Position identification records:
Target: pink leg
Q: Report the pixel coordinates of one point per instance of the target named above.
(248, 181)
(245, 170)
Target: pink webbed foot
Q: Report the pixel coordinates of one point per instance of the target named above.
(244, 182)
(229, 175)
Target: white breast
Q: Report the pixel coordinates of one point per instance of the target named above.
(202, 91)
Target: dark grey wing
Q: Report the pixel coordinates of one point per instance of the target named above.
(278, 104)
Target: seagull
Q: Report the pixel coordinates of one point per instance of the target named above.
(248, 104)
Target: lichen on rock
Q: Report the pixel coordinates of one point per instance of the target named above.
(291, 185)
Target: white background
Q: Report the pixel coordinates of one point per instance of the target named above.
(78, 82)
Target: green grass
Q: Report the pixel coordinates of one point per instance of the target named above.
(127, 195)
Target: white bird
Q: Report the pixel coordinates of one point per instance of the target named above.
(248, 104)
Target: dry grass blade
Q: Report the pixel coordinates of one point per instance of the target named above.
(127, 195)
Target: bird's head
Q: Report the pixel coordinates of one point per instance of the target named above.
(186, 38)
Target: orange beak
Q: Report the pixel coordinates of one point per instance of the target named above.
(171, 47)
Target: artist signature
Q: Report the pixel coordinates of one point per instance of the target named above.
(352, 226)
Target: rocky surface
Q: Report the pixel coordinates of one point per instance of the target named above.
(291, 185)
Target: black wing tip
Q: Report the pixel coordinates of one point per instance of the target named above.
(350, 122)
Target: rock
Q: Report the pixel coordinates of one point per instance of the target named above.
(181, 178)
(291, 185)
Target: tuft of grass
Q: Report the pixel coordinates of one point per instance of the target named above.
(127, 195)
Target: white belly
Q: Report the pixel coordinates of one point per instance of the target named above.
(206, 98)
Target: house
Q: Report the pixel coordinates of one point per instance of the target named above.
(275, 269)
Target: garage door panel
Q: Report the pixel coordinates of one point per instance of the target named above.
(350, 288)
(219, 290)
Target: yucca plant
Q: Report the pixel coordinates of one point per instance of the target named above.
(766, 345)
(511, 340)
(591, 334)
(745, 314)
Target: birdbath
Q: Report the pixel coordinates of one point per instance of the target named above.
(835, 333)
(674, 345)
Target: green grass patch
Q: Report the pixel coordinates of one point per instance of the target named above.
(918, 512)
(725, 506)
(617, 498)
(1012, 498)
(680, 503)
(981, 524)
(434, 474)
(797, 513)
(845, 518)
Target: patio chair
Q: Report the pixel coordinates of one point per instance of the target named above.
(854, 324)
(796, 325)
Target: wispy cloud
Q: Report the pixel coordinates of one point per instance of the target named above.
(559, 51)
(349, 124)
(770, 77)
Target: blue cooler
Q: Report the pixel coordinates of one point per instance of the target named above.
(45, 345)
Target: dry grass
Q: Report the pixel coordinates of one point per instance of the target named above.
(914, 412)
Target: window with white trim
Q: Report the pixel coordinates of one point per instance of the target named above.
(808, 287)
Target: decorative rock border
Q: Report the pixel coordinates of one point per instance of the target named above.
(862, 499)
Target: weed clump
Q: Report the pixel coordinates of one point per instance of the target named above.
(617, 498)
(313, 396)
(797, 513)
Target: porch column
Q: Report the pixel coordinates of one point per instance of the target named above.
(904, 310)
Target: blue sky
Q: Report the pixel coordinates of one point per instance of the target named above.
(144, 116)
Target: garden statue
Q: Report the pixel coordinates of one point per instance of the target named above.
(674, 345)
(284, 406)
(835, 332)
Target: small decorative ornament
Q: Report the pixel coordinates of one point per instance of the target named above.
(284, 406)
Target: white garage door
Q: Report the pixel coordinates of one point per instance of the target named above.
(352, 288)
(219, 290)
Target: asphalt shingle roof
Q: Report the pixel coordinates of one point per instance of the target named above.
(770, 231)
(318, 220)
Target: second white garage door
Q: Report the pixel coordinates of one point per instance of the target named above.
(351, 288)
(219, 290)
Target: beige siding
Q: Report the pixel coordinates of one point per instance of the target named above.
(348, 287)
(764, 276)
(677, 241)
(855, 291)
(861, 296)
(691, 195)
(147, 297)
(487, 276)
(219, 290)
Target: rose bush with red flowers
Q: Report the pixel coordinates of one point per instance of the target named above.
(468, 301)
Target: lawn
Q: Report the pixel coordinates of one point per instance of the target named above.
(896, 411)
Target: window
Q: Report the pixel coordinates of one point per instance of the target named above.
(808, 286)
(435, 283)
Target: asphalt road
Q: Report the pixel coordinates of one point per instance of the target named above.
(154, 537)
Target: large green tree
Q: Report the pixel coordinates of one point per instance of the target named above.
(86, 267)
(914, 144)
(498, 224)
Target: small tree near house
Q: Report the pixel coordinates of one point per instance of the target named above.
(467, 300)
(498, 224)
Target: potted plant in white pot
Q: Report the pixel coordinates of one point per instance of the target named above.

AIM:
Copy out everything in the records above from the line containing "Target: large green tree" down through the end of the records, keeping each line unchanged.

RESULT:
Target: large green tree
Q: Report the pixel coordinates of one point per instance of the target named above.
(86, 267)
(914, 144)
(498, 224)
Target: small tree near house
Q: Report the pixel coordinates of one point per instance of the target named above.
(467, 300)
(498, 224)
Target: potted plant in white pot
Q: Report the pixel coordinates of one point per instance of the target named above.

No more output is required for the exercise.